**EXERCISE AIM**.
Please copy out the entries below, replacing "noun phrase" with "text label" everywhere it occurs and leaving everything else unchanged.

**SUPPLIED RECORDS**.
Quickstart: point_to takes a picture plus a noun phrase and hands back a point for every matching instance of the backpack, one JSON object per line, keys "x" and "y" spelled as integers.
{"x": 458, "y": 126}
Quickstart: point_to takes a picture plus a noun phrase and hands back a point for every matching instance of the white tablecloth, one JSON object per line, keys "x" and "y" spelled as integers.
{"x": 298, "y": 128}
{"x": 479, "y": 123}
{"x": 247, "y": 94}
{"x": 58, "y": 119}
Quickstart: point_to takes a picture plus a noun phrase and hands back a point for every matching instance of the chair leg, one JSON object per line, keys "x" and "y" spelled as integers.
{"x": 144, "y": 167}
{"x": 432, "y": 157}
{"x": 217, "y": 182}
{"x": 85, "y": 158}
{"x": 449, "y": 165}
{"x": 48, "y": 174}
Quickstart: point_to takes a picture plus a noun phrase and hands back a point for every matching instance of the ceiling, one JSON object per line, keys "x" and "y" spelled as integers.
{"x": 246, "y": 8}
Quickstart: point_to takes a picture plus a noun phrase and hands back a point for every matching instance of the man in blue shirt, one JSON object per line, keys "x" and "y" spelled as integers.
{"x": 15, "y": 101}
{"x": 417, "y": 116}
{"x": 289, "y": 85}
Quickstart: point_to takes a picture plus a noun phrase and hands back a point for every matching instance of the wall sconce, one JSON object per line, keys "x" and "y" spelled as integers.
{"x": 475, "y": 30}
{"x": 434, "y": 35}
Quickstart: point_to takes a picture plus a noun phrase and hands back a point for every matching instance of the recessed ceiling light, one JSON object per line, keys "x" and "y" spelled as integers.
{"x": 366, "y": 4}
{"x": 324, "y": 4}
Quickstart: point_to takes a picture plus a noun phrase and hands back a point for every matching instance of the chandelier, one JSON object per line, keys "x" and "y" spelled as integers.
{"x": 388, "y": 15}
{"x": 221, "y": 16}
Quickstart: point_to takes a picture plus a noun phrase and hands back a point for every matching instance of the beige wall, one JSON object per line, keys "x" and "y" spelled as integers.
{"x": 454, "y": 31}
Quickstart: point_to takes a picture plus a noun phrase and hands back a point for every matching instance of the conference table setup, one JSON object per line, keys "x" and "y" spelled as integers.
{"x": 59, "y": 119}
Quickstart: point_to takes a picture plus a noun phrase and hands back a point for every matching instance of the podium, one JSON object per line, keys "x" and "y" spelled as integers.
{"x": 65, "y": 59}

**EXERCISE ANSWER**.
Quickstart: point_to takes a picture plus a text label and hands back a point for every matching instance of the backpack, one JSON object per line, keys "x" and "y" spelled as integers.
{"x": 458, "y": 126}
Quickstart: point_to takes a picture plus a text label and hands back a point for every matching instance of the white tablecloth, one JSON object per line, keys "x" and "y" spelled as integers.
{"x": 298, "y": 128}
{"x": 479, "y": 123}
{"x": 247, "y": 94}
{"x": 58, "y": 119}
Quickstart: point_to takes a picture plus a text label and hands back a point for every matching instance of the chair leg, one JSON object per line, keys "x" and "y" spelled as integers.
{"x": 144, "y": 167}
{"x": 432, "y": 157}
{"x": 217, "y": 182}
{"x": 85, "y": 158}
{"x": 449, "y": 165}
{"x": 48, "y": 174}
Quickstart: point_to takes a picture plus a text label and hands back a point for every matching instance of the ceiling, one JSON object per line, keys "x" and "y" spelled as integers.
{"x": 246, "y": 8}
Quickstart: point_to takes a picture plus a text label and hands back a point for every matching instance of the man in blue shirt, one JSON object per line, keys "x" and "y" spelled as integers.
{"x": 15, "y": 101}
{"x": 417, "y": 116}
{"x": 289, "y": 85}
Quickstart: point_to takes a picture plus a text label and hands back a point for every matching instance of the wall sconce, one JSON object per line, keys "x" and "y" spelled as integers.
{"x": 475, "y": 30}
{"x": 434, "y": 35}
Quickstart: point_to takes a picture plus a text label and hands back a point for every matching instance of the recessed ceiling light, one JSON object per line, keys "x" and "y" spelled as integers.
{"x": 366, "y": 4}
{"x": 324, "y": 4}
Quickstart: point_to takes a picture plus a text label and hands back a point for every matching instance of the chandelier, one JSON object per line, keys "x" and "y" spelled as integers.
{"x": 388, "y": 15}
{"x": 221, "y": 16}
Quickstart: point_to takes a picture plus a text label and hands back a point for every matching instance of the beige wall, one JSON object per line, keys "x" and "y" spelled as integers.
{"x": 454, "y": 31}
Quickstart: point_to takes a picture plus a text label and hands back a point for every matching instance of the conference table setup, one JSON object per line, keys "x" and "y" spelled as integers.
{"x": 59, "y": 119}
Quickstart: point_to takes a picture plus a text label and hands back a point for every matching instance of the podium, one JSON object per line, keys "x" and "y" spelled as integers.
{"x": 65, "y": 59}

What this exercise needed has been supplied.